- **Exercícios propostos**
a - Segundo o texto, que tipo de norma é o artigo 66º da Constituição?
b - Transcreva do texto o trecho que começa em "J. De acordo" e termina em "propriedade do cidadão.".

- **Texto**
◇ ◇ ◇ ◇ ◇ ◇ ◇

J. De acordo com o artigo 37º, nº2, alínea b), do POOC, o ónus da prova do requisito de única residência é mais exigente, pois não basta subsistir a mera dúvida (non liquet), mas a lei exige uma verdadeira confirmação (liquet), pelo que as situações de incerteza se resolvem contra o interessado a quem o facto aproveita (art. 88º, nº1 do CPA), tendo a sentença operado uma verdadeira inversão do ónus da prova.

K. Sem conceder, o artigo 66º da Constituição é uma norma meramente programática, por outro, o direito à habitação não se confunde com o direito a ter uma habitação num imóvel da propriedade do cidadão.

L. Nada se alegou, nem provou, que evidencie a impossibilidade do Requerente obter habitação pelos próprios meios, como qualquer cidadão, nem ocorre qualquer violação daquilo a que a doutrina chama «o direito de não ser arbitrariamente privado da habitação ou de não ser impedido de conseguir uma».

◇ ◇ ◇ ◇ ◇ ◇ ◇

- **Registos listados**
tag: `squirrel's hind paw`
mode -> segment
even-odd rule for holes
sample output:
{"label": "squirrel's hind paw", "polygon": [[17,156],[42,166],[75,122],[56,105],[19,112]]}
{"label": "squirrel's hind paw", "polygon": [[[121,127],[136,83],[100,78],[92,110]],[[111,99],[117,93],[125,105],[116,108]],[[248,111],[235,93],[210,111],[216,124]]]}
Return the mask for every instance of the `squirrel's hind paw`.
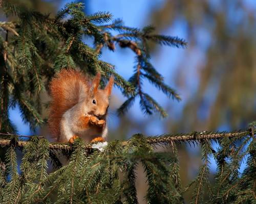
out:
{"label": "squirrel's hind paw", "polygon": [[79,138],[78,136],[76,136],[76,135],[73,135],[72,136],[72,137],[71,137],[69,140],[69,143],[70,143],[70,144],[73,144],[74,143],[74,141],[75,141],[75,140],[76,139],[77,139],[78,138]]}
{"label": "squirrel's hind paw", "polygon": [[94,143],[96,142],[104,142],[104,141],[105,141],[105,140],[103,138],[103,137],[97,137],[95,138],[93,140],[92,140],[91,141],[91,143]]}

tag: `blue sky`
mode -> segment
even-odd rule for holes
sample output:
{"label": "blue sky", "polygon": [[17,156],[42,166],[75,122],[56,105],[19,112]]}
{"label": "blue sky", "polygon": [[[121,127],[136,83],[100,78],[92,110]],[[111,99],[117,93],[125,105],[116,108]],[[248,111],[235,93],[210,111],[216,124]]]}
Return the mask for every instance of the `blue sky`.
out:
{"label": "blue sky", "polygon": [[[67,2],[69,2],[68,1],[62,1],[61,7],[63,7]],[[246,2],[249,5],[250,5],[253,1],[252,2],[247,0]],[[114,18],[122,19],[126,26],[142,28],[148,24],[148,19],[152,9],[161,7],[164,2],[164,1],[163,0],[90,1],[89,1],[88,4],[86,4],[86,10],[90,12],[90,13],[100,11],[109,11],[113,15]],[[214,4],[213,4],[214,5]],[[252,4],[252,5],[255,6],[256,4]],[[187,36],[186,36],[186,23],[179,21],[177,23],[175,23],[172,28],[162,31],[161,34],[179,36],[186,39]],[[153,64],[165,76],[165,82],[170,87],[174,88],[180,94],[182,98],[181,102],[178,103],[177,101],[167,98],[164,94],[160,92],[159,90],[147,82],[145,82],[143,84],[143,89],[145,92],[150,93],[153,97],[156,98],[164,108],[167,108],[170,106],[173,107],[172,108],[172,112],[169,113],[169,116],[173,119],[179,118],[180,117],[184,105],[187,100],[193,97],[193,93],[196,91],[198,85],[199,81],[197,77],[198,73],[197,71],[197,67],[199,63],[204,63],[203,53],[208,46],[209,42],[211,40],[210,36],[208,36],[205,31],[199,29],[198,34],[200,36],[201,44],[200,45],[201,49],[200,50],[196,49],[195,54],[193,56],[185,58],[184,49],[166,46],[159,46],[158,47],[158,52],[156,53],[156,54],[152,56]],[[189,42],[188,42],[189,46]],[[115,53],[103,50],[101,59],[115,65],[117,72],[125,79],[128,79],[133,72],[132,68],[135,65],[134,57],[135,54],[131,50],[127,49],[121,49],[117,46],[117,50]],[[177,87],[175,83],[177,71],[179,68],[178,65],[181,62],[183,62],[184,65],[183,68],[184,71],[188,73],[190,79],[193,79],[187,80],[186,82],[186,86],[187,88],[189,87],[189,89]],[[198,112],[198,114],[200,116],[202,120],[205,118],[207,114],[208,114],[211,101],[214,99],[218,88],[218,85],[217,85],[215,86],[209,86],[207,90],[207,95],[205,97],[205,105],[202,105],[202,109]],[[115,88],[113,93],[120,100],[120,104],[124,101],[125,98],[119,90]],[[142,133],[150,135],[166,133],[165,127],[163,125],[164,119],[159,119],[160,117],[157,115],[145,116],[140,110],[138,102],[138,100],[136,101],[127,114],[130,115],[131,118],[135,121],[150,119],[150,124],[145,129],[145,132]],[[22,119],[19,116],[20,112],[18,107],[16,107],[14,110],[10,110],[9,114],[12,120],[18,127],[18,134],[28,135],[33,133],[30,131],[29,125],[24,124],[22,121]],[[109,122],[111,129],[114,130],[118,125],[119,122],[118,118],[114,114]],[[227,125],[224,124],[219,127],[218,130],[229,131],[230,130]],[[131,133],[127,133],[127,135],[131,136],[132,134],[137,133],[137,130],[132,130]],[[217,147],[216,145],[214,146],[215,148]],[[193,150],[193,151],[195,150],[196,151],[197,149]],[[213,159],[211,160],[211,169],[214,170],[216,168],[216,164]],[[242,169],[243,169],[244,167],[244,164],[243,164]]]}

◇ ◇ ◇ ◇ ◇ ◇ ◇

- **Lista de respostas**
a - É uma norma meramente programática.

b -
J. De acordo com o artigo 37º, nº2, alínea b), do POOC, o ónus da prova do requisito de única residência é mais exigente, pois não basta subsistir a mera dúvida (non liquet), mas a lei exige uma verdadeira confirmação (liquet), pelo que as situações de incerteza se resolvem contra o interessado a quem o facto aproveita (art. 88º, nº1 do CPA), tendo a sentença operado uma verdadeira inversão do ónus da prova.

K. Sem conceder, o artigo 66º da Constituição é uma norma meramente programática, por outro, o direito à habitação não se confunde com o direito a ter uma habitação num imóvel da propriedade do cidadão.